Dataset records about object locations:
----------------------------------------
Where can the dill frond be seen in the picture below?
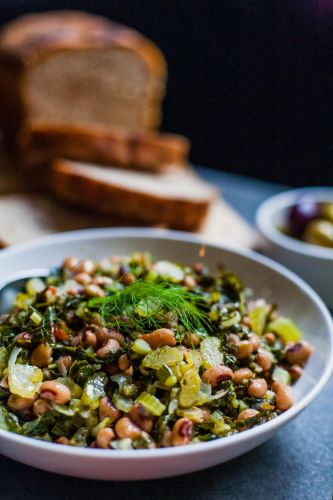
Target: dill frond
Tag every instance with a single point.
(144, 306)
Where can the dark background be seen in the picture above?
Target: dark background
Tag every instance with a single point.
(250, 81)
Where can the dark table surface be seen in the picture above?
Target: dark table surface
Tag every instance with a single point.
(297, 463)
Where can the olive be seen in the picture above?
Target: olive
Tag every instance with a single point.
(327, 211)
(304, 211)
(319, 232)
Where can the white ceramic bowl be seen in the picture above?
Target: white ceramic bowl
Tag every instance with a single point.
(267, 279)
(312, 262)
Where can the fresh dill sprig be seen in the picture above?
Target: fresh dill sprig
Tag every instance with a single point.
(145, 305)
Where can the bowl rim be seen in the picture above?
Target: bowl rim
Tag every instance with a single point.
(220, 443)
(286, 199)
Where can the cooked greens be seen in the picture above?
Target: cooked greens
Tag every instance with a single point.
(133, 353)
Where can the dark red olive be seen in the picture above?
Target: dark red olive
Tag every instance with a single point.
(305, 210)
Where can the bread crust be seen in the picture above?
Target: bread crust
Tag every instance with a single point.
(39, 143)
(28, 39)
(113, 199)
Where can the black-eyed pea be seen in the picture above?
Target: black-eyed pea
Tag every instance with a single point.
(104, 437)
(62, 440)
(217, 374)
(295, 371)
(110, 346)
(126, 428)
(242, 375)
(41, 356)
(104, 334)
(264, 359)
(102, 281)
(270, 338)
(244, 349)
(23, 338)
(64, 363)
(191, 340)
(71, 263)
(299, 352)
(92, 290)
(55, 391)
(181, 432)
(255, 341)
(167, 439)
(108, 410)
(18, 403)
(83, 278)
(206, 413)
(283, 396)
(257, 388)
(246, 414)
(233, 339)
(159, 338)
(86, 266)
(141, 417)
(123, 362)
(88, 337)
(40, 407)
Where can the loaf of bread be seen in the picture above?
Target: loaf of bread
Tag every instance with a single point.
(175, 197)
(73, 67)
(40, 142)
(27, 216)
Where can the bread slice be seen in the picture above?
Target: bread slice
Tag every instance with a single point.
(40, 142)
(74, 67)
(27, 216)
(176, 198)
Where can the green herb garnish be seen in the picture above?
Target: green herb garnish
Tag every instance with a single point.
(143, 306)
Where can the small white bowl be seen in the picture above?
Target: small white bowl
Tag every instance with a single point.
(268, 279)
(312, 262)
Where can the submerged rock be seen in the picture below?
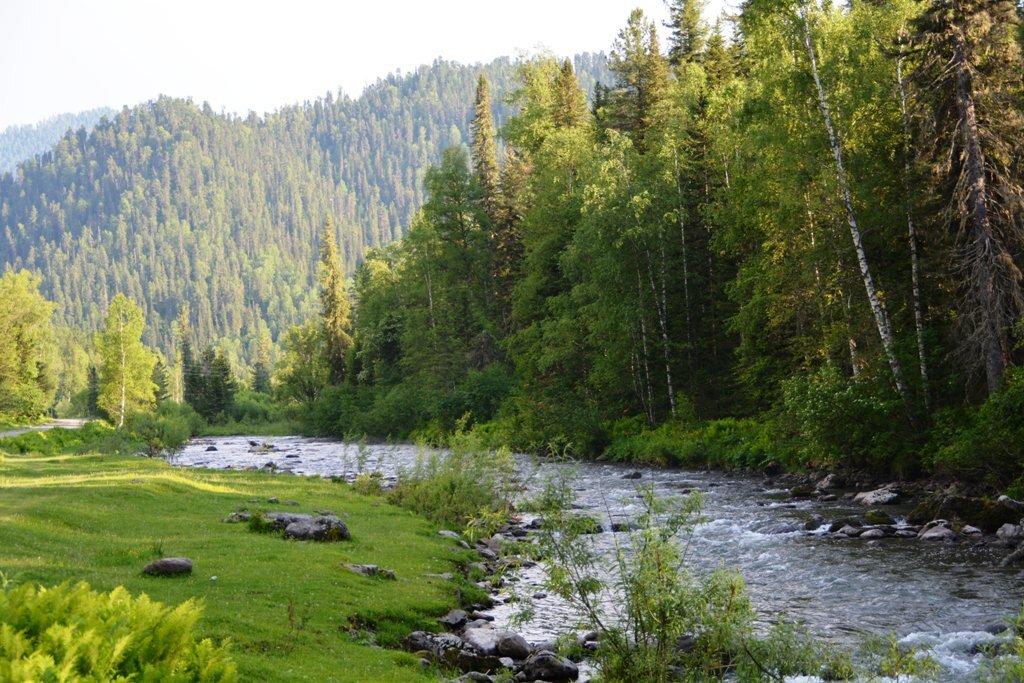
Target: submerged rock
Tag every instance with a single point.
(879, 517)
(878, 497)
(547, 666)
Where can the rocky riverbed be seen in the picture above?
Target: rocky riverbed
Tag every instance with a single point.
(845, 566)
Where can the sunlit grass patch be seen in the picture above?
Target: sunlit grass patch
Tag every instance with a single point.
(290, 608)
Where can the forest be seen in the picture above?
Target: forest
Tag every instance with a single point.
(793, 236)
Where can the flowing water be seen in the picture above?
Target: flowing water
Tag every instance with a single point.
(935, 596)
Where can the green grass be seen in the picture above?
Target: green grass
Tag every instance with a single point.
(290, 609)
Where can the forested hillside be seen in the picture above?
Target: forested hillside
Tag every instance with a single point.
(170, 202)
(20, 142)
(799, 237)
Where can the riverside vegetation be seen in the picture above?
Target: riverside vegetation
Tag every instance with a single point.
(792, 241)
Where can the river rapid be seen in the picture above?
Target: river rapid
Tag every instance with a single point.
(933, 595)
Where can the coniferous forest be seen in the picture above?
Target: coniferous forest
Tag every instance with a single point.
(793, 235)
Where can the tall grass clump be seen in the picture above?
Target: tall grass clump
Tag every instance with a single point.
(466, 485)
(71, 633)
(656, 619)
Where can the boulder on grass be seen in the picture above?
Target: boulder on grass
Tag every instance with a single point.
(168, 566)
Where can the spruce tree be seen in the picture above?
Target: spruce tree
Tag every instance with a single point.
(641, 78)
(570, 102)
(484, 151)
(335, 307)
(970, 84)
(688, 32)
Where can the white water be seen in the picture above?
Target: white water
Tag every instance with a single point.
(935, 596)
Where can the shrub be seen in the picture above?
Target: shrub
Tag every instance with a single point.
(987, 442)
(463, 484)
(73, 633)
(164, 432)
(725, 442)
(93, 436)
(656, 620)
(846, 421)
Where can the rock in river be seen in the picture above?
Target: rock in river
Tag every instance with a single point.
(547, 666)
(878, 497)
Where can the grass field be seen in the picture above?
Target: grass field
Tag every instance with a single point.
(290, 609)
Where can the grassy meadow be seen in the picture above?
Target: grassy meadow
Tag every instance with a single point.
(290, 608)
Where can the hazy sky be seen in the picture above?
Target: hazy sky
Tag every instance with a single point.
(70, 55)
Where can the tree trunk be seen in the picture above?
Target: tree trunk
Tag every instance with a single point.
(911, 236)
(881, 315)
(982, 249)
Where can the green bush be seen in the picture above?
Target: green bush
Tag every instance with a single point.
(72, 633)
(725, 442)
(162, 433)
(846, 421)
(986, 443)
(93, 436)
(467, 485)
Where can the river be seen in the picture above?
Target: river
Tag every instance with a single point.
(937, 596)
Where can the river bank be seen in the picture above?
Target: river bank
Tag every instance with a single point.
(291, 609)
(948, 595)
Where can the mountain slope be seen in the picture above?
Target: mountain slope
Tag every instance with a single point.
(173, 203)
(20, 142)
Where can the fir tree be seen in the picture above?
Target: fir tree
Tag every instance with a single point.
(484, 150)
(688, 33)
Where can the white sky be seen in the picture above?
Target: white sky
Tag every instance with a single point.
(71, 55)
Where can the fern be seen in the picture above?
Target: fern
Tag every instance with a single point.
(73, 633)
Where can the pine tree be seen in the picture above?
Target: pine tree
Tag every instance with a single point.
(335, 308)
(484, 150)
(125, 365)
(570, 102)
(970, 81)
(92, 393)
(641, 78)
(688, 32)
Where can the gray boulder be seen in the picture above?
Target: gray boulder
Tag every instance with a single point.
(546, 666)
(451, 650)
(878, 497)
(513, 645)
(325, 527)
(455, 619)
(168, 566)
(937, 532)
(371, 570)
(483, 638)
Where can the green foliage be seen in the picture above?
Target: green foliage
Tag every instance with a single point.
(172, 202)
(463, 484)
(165, 431)
(724, 442)
(90, 517)
(93, 436)
(71, 632)
(18, 143)
(987, 442)
(657, 621)
(840, 421)
(27, 347)
(210, 385)
(126, 366)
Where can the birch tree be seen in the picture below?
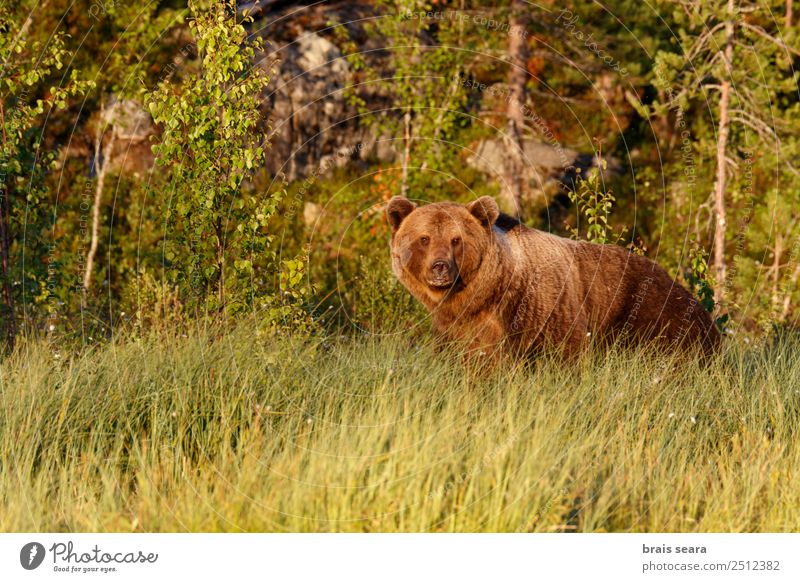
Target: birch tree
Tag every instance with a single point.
(733, 62)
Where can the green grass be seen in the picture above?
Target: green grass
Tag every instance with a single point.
(241, 433)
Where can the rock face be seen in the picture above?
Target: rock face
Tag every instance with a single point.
(312, 125)
(550, 165)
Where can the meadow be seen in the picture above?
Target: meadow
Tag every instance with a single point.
(228, 430)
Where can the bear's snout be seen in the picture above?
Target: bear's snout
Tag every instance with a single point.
(441, 273)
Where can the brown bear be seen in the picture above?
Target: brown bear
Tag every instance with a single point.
(498, 285)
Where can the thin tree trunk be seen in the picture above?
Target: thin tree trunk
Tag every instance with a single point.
(406, 153)
(720, 211)
(5, 251)
(8, 296)
(101, 161)
(515, 170)
(787, 300)
(776, 268)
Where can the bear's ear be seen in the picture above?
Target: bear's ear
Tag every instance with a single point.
(485, 210)
(396, 211)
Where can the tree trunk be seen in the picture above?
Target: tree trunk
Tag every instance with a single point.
(776, 268)
(787, 300)
(515, 167)
(406, 152)
(720, 212)
(720, 266)
(5, 250)
(101, 161)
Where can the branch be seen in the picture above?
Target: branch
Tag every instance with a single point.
(760, 31)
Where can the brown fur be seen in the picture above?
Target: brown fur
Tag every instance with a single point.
(499, 284)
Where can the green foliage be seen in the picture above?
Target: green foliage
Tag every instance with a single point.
(428, 95)
(594, 203)
(28, 274)
(212, 141)
(699, 278)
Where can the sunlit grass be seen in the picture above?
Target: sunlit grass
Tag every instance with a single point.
(255, 434)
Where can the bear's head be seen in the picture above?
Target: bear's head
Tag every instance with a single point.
(438, 248)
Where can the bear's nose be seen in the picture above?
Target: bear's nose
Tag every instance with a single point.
(440, 268)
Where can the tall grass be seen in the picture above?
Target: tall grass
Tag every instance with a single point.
(241, 433)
----------------------------------------
* PROBLEM TO WORK ON *
From the line that contains "Where can the branch" down to the last line of the listing above, repeat each line exactly, and include nothing else.

* CORRECT RESPONSE *
Where can the branch be seen in the picture above?
Target: branch
Tag every instance with a single point.
(760, 31)
Where can the brown fur be seen in the picture above?
Target: brown fur
Tag every instance with a single point.
(499, 284)
Where can the green foliage be seen in the picture above?
Target: green foliage
Tag every instance with a single point.
(428, 95)
(594, 203)
(28, 274)
(212, 141)
(699, 278)
Where can the sunlit grass be seen in the picture above?
Target: sunlit grass
Tag every instance with a single point.
(255, 434)
Where can the bear's head be seen in the picture above?
Target: bear's head
Tag every instance with a single point.
(438, 248)
Where can the bear's nose be seen in the picture above?
Target: bear's nose
Tag every instance with a single point.
(440, 268)
Where can the tall grass be seen in the picture above?
Target: tall grass
Tag every instance with a single point.
(241, 433)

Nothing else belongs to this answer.